[Dataset entries]
--- start ---
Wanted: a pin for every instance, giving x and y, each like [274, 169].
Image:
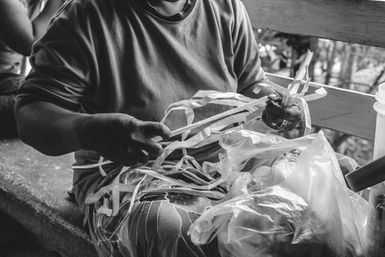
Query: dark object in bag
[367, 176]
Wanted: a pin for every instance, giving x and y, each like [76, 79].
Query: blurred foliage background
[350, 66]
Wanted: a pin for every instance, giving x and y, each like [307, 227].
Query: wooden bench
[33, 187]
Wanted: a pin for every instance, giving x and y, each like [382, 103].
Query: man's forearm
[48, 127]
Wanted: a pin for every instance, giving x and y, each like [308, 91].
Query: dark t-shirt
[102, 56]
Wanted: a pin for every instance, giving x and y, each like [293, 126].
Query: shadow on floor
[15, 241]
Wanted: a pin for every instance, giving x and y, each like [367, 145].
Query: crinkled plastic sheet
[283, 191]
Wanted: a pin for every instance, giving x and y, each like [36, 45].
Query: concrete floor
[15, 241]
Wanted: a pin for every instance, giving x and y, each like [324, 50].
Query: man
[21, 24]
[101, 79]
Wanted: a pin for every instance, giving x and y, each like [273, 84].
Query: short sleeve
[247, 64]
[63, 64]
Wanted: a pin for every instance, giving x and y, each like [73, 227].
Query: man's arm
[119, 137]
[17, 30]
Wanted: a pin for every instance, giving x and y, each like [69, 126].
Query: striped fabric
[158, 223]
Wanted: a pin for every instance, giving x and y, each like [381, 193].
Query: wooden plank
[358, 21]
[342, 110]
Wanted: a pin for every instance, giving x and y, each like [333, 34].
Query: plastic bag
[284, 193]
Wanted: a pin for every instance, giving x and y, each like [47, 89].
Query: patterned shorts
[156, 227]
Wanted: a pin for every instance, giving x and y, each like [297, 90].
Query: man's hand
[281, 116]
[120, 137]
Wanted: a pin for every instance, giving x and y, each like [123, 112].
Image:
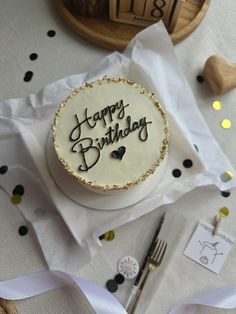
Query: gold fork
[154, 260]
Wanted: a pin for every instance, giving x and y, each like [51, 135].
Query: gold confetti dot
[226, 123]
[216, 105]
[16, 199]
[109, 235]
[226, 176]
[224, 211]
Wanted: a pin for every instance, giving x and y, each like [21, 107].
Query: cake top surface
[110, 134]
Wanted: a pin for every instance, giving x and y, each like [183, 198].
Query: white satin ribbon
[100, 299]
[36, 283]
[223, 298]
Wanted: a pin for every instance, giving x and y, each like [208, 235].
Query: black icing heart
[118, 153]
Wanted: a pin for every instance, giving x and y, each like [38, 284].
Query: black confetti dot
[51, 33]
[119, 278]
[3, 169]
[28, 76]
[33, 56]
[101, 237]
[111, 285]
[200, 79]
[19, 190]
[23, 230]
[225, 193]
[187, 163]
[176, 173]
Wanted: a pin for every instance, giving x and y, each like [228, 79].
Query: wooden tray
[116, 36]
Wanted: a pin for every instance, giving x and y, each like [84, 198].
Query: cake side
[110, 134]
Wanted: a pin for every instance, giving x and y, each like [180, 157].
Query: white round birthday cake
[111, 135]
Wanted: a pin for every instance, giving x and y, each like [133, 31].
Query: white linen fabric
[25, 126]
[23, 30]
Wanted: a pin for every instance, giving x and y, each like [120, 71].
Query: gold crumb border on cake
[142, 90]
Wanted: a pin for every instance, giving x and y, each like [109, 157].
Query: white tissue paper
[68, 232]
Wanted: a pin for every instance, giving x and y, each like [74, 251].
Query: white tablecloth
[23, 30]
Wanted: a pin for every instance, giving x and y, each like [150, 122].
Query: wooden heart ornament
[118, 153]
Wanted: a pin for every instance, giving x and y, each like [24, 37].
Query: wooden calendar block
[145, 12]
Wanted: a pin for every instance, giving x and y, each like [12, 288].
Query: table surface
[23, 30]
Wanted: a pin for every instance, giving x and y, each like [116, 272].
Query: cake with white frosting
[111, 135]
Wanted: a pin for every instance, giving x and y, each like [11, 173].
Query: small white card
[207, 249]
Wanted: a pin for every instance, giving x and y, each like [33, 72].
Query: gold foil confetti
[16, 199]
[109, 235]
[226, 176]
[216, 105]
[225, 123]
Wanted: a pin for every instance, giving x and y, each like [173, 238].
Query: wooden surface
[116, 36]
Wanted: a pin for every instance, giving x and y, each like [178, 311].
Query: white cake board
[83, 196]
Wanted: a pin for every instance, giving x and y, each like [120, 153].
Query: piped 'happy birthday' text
--- end ---
Rewrite all the records above, changing every "pin" to "marker" and keeping everything else the same. Leave the pictures out.

▶ **Finished answer**:
Wanted: a marker for every instance, giving x and y, each like [274, 169].
Image:
Query: dark object in bag
[367, 176]
Wanted: a marker for every instance, giving x and y, each like [76, 79].
Query: blurred foliage background
[350, 66]
Wanted: a marker for every instance, giving x and y, each like [307, 227].
Query: wooden bench
[33, 187]
Wanted: a marker for every instance, giving x and y, each like [382, 103].
Query: man's forearm
[48, 127]
Wanted: a marker for every instance, giving x and y, each like [308, 91].
Query: dark t-shirt
[102, 56]
Wanted: a marker for every instance, giving x and y, each like [293, 126].
Query: shadow on floor
[15, 241]
Wanted: a marker for every instance, giving x and y, each like [367, 145].
Query: crinkled plastic sheet
[283, 191]
Wanted: a marker for every instance, giving x and y, each like [36, 45].
Query: concrete floor
[15, 241]
Wanted: a marker for every instance, giving x and y, each like [324, 50].
Query: man
[21, 24]
[101, 79]
Wanted: a marker for every instance, giving x and y, each like [273, 84].
Query: short sleeve
[247, 64]
[63, 64]
Wanted: a marker for every instance, giving x and y, each like [73, 227].
Query: man's arm
[119, 137]
[17, 30]
Wanted: a marker for every instance, giving x and y, each like [69, 126].
Query: striped fabric
[158, 223]
Wanted: a marker for every instance, giving x and y, each like [381, 193].
Query: wooden plank
[358, 21]
[342, 110]
Wanted: a marker for every instance, giving x and y, each like [333, 34].
Query: plastic bag
[284, 193]
Wanted: a marker for every instance, giving x and y, each like [47, 89].
Query: patterned shorts
[156, 227]
Wanted: a marker for every instance, giving x and y, each like [297, 90].
Query: man's hand
[281, 116]
[120, 137]
Wanted: a marker for every instance, giving x and y, each like [123, 112].
Image:
Query: gold fork
[154, 260]
Wanted: a marker for every instance, giving x and y, each like [51, 135].
Query: gold confetti dot
[226, 123]
[216, 105]
[16, 199]
[109, 235]
[226, 176]
[224, 211]
Wanted: a marker for every instance, giving x and y, each like [21, 107].
Query: cake top surface
[110, 134]
Wanted: a marker for every instance, giving x and y, each like [183, 198].
Query: white satin ribbon
[100, 299]
[36, 283]
[223, 298]
Wanted: a marker for every instance, giving x and y, each like [208, 235].
Query: black icing heart
[118, 153]
Wanted: a marker for every instance, giving x and y, each like [38, 284].
Query: black confetti dot
[51, 33]
[119, 278]
[3, 169]
[28, 76]
[33, 56]
[101, 237]
[111, 285]
[200, 79]
[19, 190]
[23, 230]
[225, 193]
[187, 163]
[176, 173]
Wanted: a marker for every instance, giving x and y, each like [228, 79].
Query: wooden tray
[116, 36]
Wanted: a marker for every instance, giving x and y, each like [84, 198].
Query: cake side
[110, 134]
Wanted: a marker for every instance, giving x and y, each like [180, 157].
Query: white round birthday cake
[111, 135]
Wanted: a marker for every instance, giving x and y, each like [133, 31].
Query: white linen fabric
[25, 126]
[23, 30]
Wanted: a marker for every instance, giving x and y, each like [120, 71].
Query: gold crumb border on cake
[142, 90]
Wanted: a marker for every instance, giving x and y, each like [109, 157].
Query: white tissue paper
[68, 232]
Wanted: a marker for every instance, giving x and y, each like [74, 251].
Query: white tablecloth
[23, 30]
Wanted: a marker for every instance, giving x and y, each like [150, 122].
Query: wooden heart ornament
[118, 153]
Wanted: a marker for every instance, giving x and y, each like [24, 37].
Query: wooden calendar block
[145, 12]
Wanted: a marker for every instance, giving x and y, each like [12, 288].
Query: table surface
[23, 30]
Wanted: a marker for every instance, giving x and y, each like [116, 272].
Query: cake with white frosting
[111, 135]
Wanted: a marker for every instance, giving x and y, each like [11, 173].
Query: small white card
[207, 249]
Wanted: a marker for every instance, giving x and y, each like [33, 72].
Query: gold foil confetti
[16, 199]
[109, 235]
[226, 176]
[216, 105]
[225, 123]
Wanted: a marker for every instance, giving x and y, each like [173, 238].
Query: wooden surface
[116, 36]
Wanted: a marker for every instance, giving x and y, each like [178, 311].
Query: white cake board
[83, 196]
Wanted: a marker for every instance, giving x and y, each like [120, 153].
Query: piped 'happy birthday' text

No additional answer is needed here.